DIRECTIONS
1 > Write down the part of the piece on Porridge and prison mental health care between "G: Oh what’s" and "(PRO) in Ireland.", inclusive.
2 > Carry on the piece about Porridge and prison mental health care from its last sentence.

DOCUMENT PASSAGE
____

Dr Oisin Wall
‘Doing porridge’
Governor: It’s my four eyed butterfly fish […]
Chief Prison Officer: Poorly, is he sir? […]
G: I’m very much afraid he may have developed fin rot […] it’s contagious you see, we’ll have to isolate the little fellow.
CPO: Much as I’ve had to do with Evans, Sir.
G: Evans?
CPO: Yes sir, I’ve had to isolate him sir.
G: Oh what’s he done now?
CPO: He’s been eating electric lightbulbs, sir.
G: Lightbulbs? Did he say why he was eating lightbulbs?
CPO: Yes sir, he said it was because he couldn’t get hold of any razorblades.
This exchange in the first episode of the classic television show Porridge (1974-1977), with its jaunty segue from the governor’s pet to the solitary confinement of a prisoner in crisis, had the studio audience rolling in the aisles with laughter. Yet, when this was written conditions for prisoners with mental health issues were almost non-existent British and Irish prisons, with many prisoners campaigning to improve conditions and, in particular, psychiatric care for distressed prisoners. The campaigns were led by the Preservation of the Rights of Prisoners (PROP) in Britain and the Prisoners’ Union (PU) and the Prisoner Rights Organisation (PRO) in Ireland.

____

PROVIDED MATERIAL

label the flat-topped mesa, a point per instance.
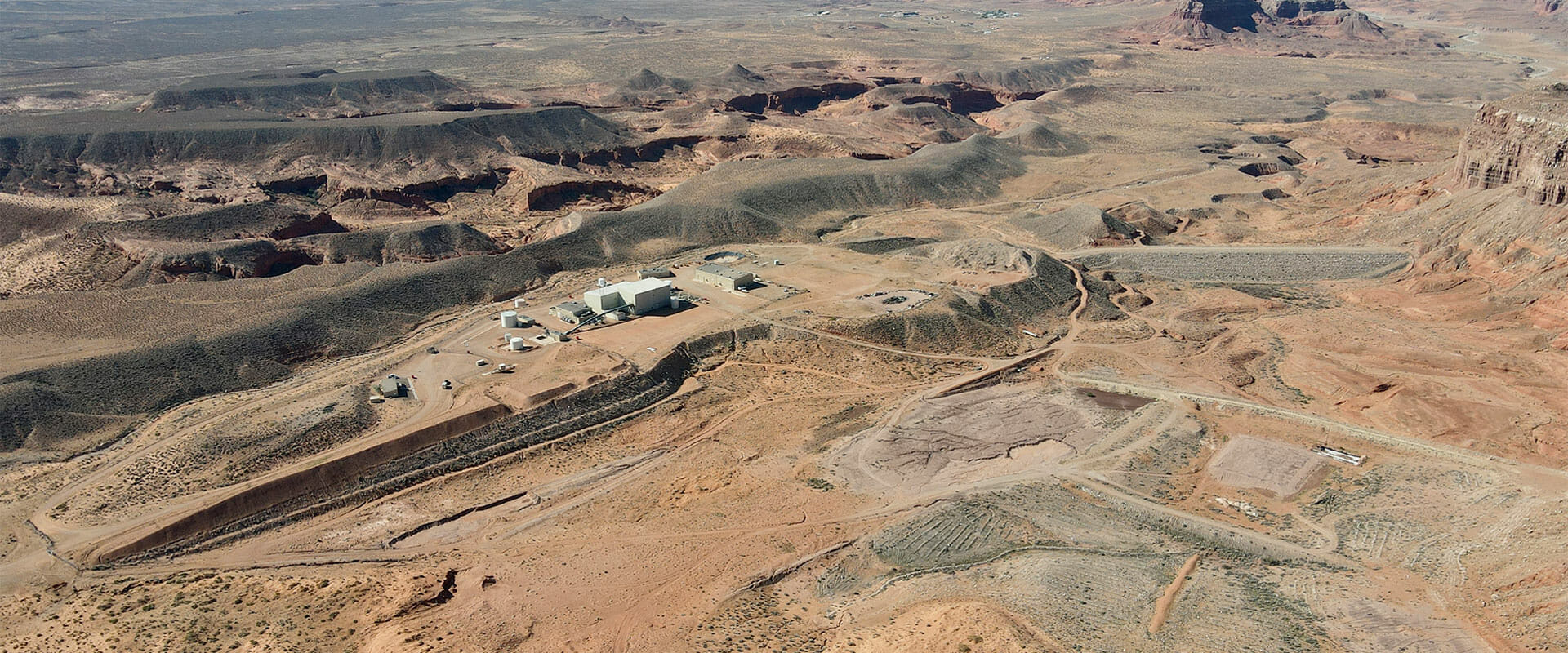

____

ANSWERS TO THE TASKS
1 >
G: Oh what’s he done now?
CPO: He’s been eating electric lightbulbs, sir.
G: Lightbulbs? Did he say why he was eating lightbulbs?
CPO: Yes sir, he said it was because he couldn’t get hold of any razorblades.
This exchange in the first episode of the classic television show Porridge (1974-1977), with its jaunty segue from the governor’s pet to the solitary confinement of a prisoner in crisis, had the studio audience rolling in the aisles with laughter. Yet, when this was written conditions for prisoners with mental health issues were almost non-existent British and Irish prisons, with many prisoners campaigning to improve conditions and, in particular, psychiatric care for distressed prisoners. The campaigns were led by the Preservation of the Rights of Prisoners (PROP) in Britain and the Prisoners’ Union (PU) and the Prisoner Rights Organisation (PRO) in Ireland.

2 >
Karl Crawley in the public eye
In 1975, a year after this episode of Porridge aired, a young man called Karl Crawley became a cause célèbre in Ireland. Like the fictional Evans, Crawley had been self-harming by eating bedsprings, cutlery, parts of a radio, and anything else he could lay hands on. At the time he was 23 years old and had already attempted suicide seventeen times during the six years he had spent in Patrick’s Institution and Mountjoy Prison.
Crawley came to the public attention because, while he was in court facing charges of assaulting a Garda, the PRO picketed the court and put leaflets on the jury’s benches. This landed seven activists with a 12 month prison sentence for interfering with a jury, because the leaflets had detailed Crawley’s history and argued that he needed care in the Central Mental Hospital rather than imprisonment, information that the judge thought would prejudice the jury.
Although Crawley’s charge was minor and would never usually have appeared in the newspapers, the attention from the PRO, their trial, and subsequent appeal, lifted Crawley into the public view. Newspapers reported on his acquittal on grounds of self-defence. They reported on Crawley’s transfer to Meath Hospital after swallowing 5 knife handles, two five inch pieces of metal, and a pipe cleaner. They also reported that the Prison Officers had not believed him for five days, when he told them he had swallowed the objects, until he needed emergency surgery.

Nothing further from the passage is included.